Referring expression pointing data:

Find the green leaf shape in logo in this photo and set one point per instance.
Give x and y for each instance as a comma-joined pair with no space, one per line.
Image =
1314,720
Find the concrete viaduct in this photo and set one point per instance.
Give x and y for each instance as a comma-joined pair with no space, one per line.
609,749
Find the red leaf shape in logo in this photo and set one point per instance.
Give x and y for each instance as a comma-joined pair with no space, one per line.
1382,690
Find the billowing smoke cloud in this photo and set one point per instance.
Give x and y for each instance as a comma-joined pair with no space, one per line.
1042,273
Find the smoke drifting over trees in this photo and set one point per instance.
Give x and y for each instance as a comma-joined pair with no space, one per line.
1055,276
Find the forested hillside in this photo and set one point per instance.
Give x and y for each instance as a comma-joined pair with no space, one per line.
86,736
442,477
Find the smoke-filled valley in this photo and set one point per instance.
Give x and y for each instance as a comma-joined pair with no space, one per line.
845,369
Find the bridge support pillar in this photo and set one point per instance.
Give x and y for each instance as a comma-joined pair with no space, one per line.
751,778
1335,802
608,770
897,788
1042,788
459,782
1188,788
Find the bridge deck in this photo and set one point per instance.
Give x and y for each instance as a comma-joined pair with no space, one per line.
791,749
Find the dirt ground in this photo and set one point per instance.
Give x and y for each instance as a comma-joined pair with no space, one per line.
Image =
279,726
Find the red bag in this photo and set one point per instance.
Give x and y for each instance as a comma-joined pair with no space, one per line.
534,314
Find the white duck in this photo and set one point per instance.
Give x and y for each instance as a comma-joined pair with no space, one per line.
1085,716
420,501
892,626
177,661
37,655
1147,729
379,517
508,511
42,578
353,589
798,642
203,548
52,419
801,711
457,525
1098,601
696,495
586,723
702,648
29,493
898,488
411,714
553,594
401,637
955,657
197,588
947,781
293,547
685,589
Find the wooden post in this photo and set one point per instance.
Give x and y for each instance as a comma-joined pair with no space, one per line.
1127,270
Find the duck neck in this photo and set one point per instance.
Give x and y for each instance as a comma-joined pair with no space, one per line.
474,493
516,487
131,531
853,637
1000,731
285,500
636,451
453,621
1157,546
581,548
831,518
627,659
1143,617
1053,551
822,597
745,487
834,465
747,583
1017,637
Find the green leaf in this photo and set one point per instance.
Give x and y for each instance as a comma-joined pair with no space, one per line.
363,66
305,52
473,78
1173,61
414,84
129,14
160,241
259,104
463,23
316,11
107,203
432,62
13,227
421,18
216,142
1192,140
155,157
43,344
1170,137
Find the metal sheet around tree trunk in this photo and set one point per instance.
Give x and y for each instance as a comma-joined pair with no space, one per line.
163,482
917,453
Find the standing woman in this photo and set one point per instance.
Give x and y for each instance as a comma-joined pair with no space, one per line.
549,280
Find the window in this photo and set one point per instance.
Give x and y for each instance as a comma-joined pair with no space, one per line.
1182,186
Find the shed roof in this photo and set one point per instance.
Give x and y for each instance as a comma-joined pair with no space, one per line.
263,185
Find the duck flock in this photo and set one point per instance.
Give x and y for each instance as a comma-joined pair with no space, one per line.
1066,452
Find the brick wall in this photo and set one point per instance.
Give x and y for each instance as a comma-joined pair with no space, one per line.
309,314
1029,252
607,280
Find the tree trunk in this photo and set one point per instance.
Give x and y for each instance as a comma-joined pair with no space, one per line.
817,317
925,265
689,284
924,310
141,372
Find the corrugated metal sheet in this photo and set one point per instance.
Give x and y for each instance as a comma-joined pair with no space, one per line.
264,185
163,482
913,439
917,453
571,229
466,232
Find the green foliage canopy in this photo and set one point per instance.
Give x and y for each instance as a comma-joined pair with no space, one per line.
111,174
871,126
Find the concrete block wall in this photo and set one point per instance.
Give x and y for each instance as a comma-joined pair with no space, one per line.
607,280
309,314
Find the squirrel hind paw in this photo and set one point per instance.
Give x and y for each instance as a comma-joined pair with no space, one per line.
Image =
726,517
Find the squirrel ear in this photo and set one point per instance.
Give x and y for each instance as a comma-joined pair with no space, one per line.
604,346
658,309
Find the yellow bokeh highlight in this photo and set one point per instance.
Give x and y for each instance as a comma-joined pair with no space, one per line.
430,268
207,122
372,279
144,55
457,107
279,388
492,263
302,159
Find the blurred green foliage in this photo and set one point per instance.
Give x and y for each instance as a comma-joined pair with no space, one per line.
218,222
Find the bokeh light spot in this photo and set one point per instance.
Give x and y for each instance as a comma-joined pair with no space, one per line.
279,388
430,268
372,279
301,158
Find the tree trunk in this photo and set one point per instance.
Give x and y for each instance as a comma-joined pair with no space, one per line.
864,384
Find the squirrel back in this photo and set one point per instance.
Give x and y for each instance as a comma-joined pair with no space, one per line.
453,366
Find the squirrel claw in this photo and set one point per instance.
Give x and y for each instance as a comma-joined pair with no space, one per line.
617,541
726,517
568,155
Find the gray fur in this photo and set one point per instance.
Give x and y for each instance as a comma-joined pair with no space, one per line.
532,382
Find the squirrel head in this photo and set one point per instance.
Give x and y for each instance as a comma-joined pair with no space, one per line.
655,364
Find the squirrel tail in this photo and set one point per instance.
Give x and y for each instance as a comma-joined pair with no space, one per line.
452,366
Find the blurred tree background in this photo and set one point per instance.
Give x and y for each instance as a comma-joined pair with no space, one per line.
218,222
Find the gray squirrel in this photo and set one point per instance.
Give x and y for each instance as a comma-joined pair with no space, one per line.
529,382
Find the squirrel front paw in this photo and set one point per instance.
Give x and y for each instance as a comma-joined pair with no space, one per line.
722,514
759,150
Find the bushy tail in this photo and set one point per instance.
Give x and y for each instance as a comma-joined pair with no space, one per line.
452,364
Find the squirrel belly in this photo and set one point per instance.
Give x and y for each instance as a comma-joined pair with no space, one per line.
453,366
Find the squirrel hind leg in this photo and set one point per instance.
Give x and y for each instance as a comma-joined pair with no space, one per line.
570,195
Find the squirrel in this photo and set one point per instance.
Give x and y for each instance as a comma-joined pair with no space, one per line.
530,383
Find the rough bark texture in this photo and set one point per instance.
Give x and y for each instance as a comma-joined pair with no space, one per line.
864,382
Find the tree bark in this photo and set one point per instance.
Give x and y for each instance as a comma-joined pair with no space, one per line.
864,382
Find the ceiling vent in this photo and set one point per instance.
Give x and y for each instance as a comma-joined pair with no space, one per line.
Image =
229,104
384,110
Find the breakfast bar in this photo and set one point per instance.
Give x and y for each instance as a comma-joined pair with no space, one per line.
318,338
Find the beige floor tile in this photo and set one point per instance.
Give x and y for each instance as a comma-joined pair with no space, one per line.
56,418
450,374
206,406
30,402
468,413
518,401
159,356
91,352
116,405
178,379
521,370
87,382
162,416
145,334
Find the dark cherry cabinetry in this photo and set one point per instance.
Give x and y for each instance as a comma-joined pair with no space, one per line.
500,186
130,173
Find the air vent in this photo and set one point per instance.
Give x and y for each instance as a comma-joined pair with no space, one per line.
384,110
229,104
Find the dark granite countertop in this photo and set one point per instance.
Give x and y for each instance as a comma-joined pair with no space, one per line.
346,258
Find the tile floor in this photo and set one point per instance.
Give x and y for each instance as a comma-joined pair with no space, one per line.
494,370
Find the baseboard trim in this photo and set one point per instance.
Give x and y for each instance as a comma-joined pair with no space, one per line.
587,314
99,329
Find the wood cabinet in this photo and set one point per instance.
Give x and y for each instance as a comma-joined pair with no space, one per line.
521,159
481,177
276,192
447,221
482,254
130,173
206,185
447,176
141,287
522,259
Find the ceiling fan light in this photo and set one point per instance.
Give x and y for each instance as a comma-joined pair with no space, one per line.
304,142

WORK INSTRUCTION:
Line by line, copy the entries above exactly as they appear.

RESULT FOR THIS EXERCISE:
Find the green leaf shape in logo in this photo and set one point per instance.
Give x and y for each instance as a comma-joined pair with no space, one per line.
Image =
1314,720
Find the concrete viaduct in this photo and set one point per instance.
Give x and y for each instance as a comma-joined pair with no space, one per line.
609,749
Find the red leaf shape in logo in this photo and set one point per instance.
Give x and y for each instance as a comma-joined pair with no space, one per line.
1382,690
Find the billowing smoke cloud in this photo and set one point per instance.
Give x and y for each instance as a comma-joined pair with no space, one per line.
1042,273
Find the smoke drifting over trees in this photo and set one point per instance.
Give x and y for each instance as a comma-joined pair with no space, one per line.
1055,276
Find the forested hillside in this photo and set one point per instance.
Give x and y for each instance as a comma-joined pair with no space, one per line.
86,736
442,477
Find the smoke-filled valley in this photo and set one point per instance.
Give x and y for each instance as a comma-joined pair with no space, one per line.
845,369
Find the bridge support pillar in this photo and set one point per instance.
Give x and y for each instance as a comma-joined pair with no space, one per line.
751,778
1335,802
608,770
897,788
1042,788
459,782
1188,788
Find the bridge deck in this photo and set one point per instance.
Give x and y for each instance as a comma-joined pair with no space, one per line.
791,749
Find the dirt ground in this photo and set one point per instance.
Give x and y for each instance as a comma-joined pair with no space, one per line.
Image =
279,726
Find the red bag in this photo and set one point per instance.
Give x and y for each instance as a comma-joined pair with no space, one per line.
534,314
Find the white duck in this photo and set one point per instance.
Give x and y for each instance as a comma-joined pair with no space, one per line.
1085,716
420,501
892,626
177,661
37,655
1147,729
379,517
508,511
42,578
353,589
798,642
203,548
52,419
801,711
457,525
1098,601
696,495
586,723
702,648
29,493
898,488
411,714
553,594
401,637
955,657
197,588
947,781
293,547
685,589
Find the wooden post in this photo and set one point per instance.
Give x and y for each instance as a comma-joined pair with no space, one per line.
1127,270
Find the duck neck in this photo and set one point per instance.
Give x and y for each instance as a comma-joined pair with no space, one per line.
474,493
516,487
131,531
853,637
1000,731
285,500
636,451
453,621
1157,546
581,548
831,518
627,659
1143,617
1053,551
822,597
745,487
834,465
747,583
1017,637
Find the green leaf in this photo and set one point per instance.
Give x and y for each instance as a comma-joined pair with no space, one per line.
363,66
305,52
473,78
1173,61
414,84
129,14
160,241
259,104
463,23
316,11
107,203
432,62
13,227
421,18
216,142
1192,140
155,157
43,344
1170,137
Find the metal sheet around tree trunk in this photo and set one point per instance.
Give x and y for each instance as a comma-joined pair with no space, one per line.
163,482
917,453
Find the standing woman in this photo and set one point per instance.
Give x and y for each instance as a comma-joined pair with no space, one per line.
549,280
Find the window in this photo and set one point per instance.
Give x and y for each instance as a comma-joined pair with no space, one per line.
1182,186
Find the shed roof in this photo and set one point per instance.
Give x and y for each instance as a comma-joined pair with no space, one per line.
263,185
Find the duck flock in this photo and set one point per instance.
Give x and y for each instance as a comma-joined pair with no space, one per line.
1066,452
Find the brick wall in this photo and set one point per instance.
Give x and y for each instance as a comma-joined pair with no space, one per line.
309,314
1029,252
607,280
Find the tree trunk in this photo and set one point per instance.
Give x and y for each instance as a comma-joined pair with no space, one per line.
817,317
925,265
689,284
924,310
141,372
Find the corrugated metal sheet in this photo and set one point per instance.
Give x and y for each instance as a comma-joined pair with no space, one per line.
264,185
163,482
913,439
917,453
571,229
466,232
Find the green foliage canopy in this photo and set one point per instance.
Give x and y for each instance as a comma-joined pair with no space, one per line.
111,174
871,126
Find the concrete block wall in this photo and set one point per instance.
Give x and y for each instance as a comma-joined pair with no space, one per line.
607,280
309,314
Find the squirrel hind paw in this photo and set one point per instance.
Give x and y for each instance as a comma-joined pair with no space, one per line.
Image =
726,517
Find the squirrel ear in this photo and set one point per instance.
Give x and y for each instance as a comma-joined pair with no space, one per line.
604,346
658,309
Find the yellow bokeh highlight in this photo and set one point per instance.
Give x and y for each instance as a comma-joined pair with no space, one per line.
430,268
207,122
372,279
144,55
457,107
279,388
492,263
302,159
Find the blurred green foliage in this photo and set one point per instance.
Give x and y for each instance as a comma-joined pair with no space, one per line.
218,222
Find the bokeh light spot in this photo and set one point per instance.
Give x and y for each instance as a comma-joined pair with no space, one per line.
279,388
430,268
372,279
301,158
Find the tree trunk in this photo and set one point per instance.
Give x and y for each instance as a comma-joined pair with no space, one per line.
864,384
Find the squirrel back in this photo and set one point per instance.
Give x and y for each instance as a comma-joined pair with no space, one per line.
453,366
Find the squirrel claw in this photo and set one point per instance.
Give x and y for each instance as a comma-joined pair with no space, one per line.
617,541
726,517
568,155
Find the gray fur in this photo and set one point per instance.
Give x and y for each instance as a comma-joined pair with no space, one per line.
532,382
Find the squirrel head in this photo and set one point per instance.
Give x and y for each instance as a comma-joined pair with no space, one per line.
655,364
Find the squirrel tail in this photo and set one point per instance.
Give x and y for each instance as a comma-joined pair with no space, one per line.
452,366
Find the blurred tree background in this photo and set one point per instance.
Give x and y for each instance as a comma-joined pair with no space, one per line.
218,222
Find the gray squirrel in this photo and set one point per instance.
Give x and y for each instance as a comma-joined pair with no space, one per line.
529,382
Find the squirrel front paw in this photo and set one point per instance.
Give x and y for each instance as a comma-joined pair with no space, one per line.
722,514
759,150
Find the bushy tail in this photo and set one point per instance.
Give x and y for each instance as a comma-joined pair with no space, one per line.
452,364
Find the squirrel belly in this photo and set one point per instance.
Give x and y for each instance as a comma-joined pair with no space, one per line.
453,366
Find the squirrel hind leg in this photo and set one point per instance.
Give x and y for each instance as a comma-joined pair with no space, one per line.
570,195
Find the squirrel in this photo and set one point per instance.
Give x and y for each instance as a comma-joined pair with no space, one per line.
530,383
Find the rough bark texture in this photo and set one point per instance.
Give x and y for each instance as a comma-joined pair with no space, one per line.
864,382
Find the tree bark in this photo and set one point per instance.
Give x and y for each instance as a comma-joined pair with no space, one per line.
864,382
Find the ceiling vent in this photo and set one point per instance.
Give x and y for each instance as a comma-joined pair with no space, one per line.
Image =
229,104
384,110
Find the breakfast bar in this photo and set one point per instance.
Give x and y for each instance as a comma-joined pair with no space, one per line.
318,338
Find the beige floor tile in this photo and set one point per instance.
Give x and y for each instance as a comma-joined pair with no space, one per line.
56,418
450,374
206,406
30,402
468,413
518,401
159,356
91,352
116,405
178,379
521,370
87,382
162,416
145,334
Find the dark cherry cabinetry in this photo and set one point per instance.
Give x and y for each instance as a comma-joined pair with no space, one per line.
500,186
130,173
Find the air vent in this photo and set one point per instance.
Give x and y for each instance as a comma-joined pair with no space, one per line.
384,110
229,104
Find the dark granite countertop in this photo and set one point per instance.
Give x and y for each instance as a comma-joined pair with no space, one per line.
346,258
Find the tile floor in this photo and set one point per instance.
Give x and y for each instance as a comma-joined pair with no space, one per line.
494,370
Find the baseboard trim in this photo and set one point per instance.
Give x and y for each instance as a comma-joined pair with no space, one per line.
587,314
99,329
Find the wood cabinet in this photo and set one point per instance.
Give x and y for each instance as a comma-joined pair with no space, one per line.
521,159
481,177
276,192
447,221
482,254
130,173
206,185
447,176
141,287
522,259
Find the ceiling fan light in this photo and set one point per instance.
Give x and y for each instance as a comma-joined pair with no space, one per line.
304,142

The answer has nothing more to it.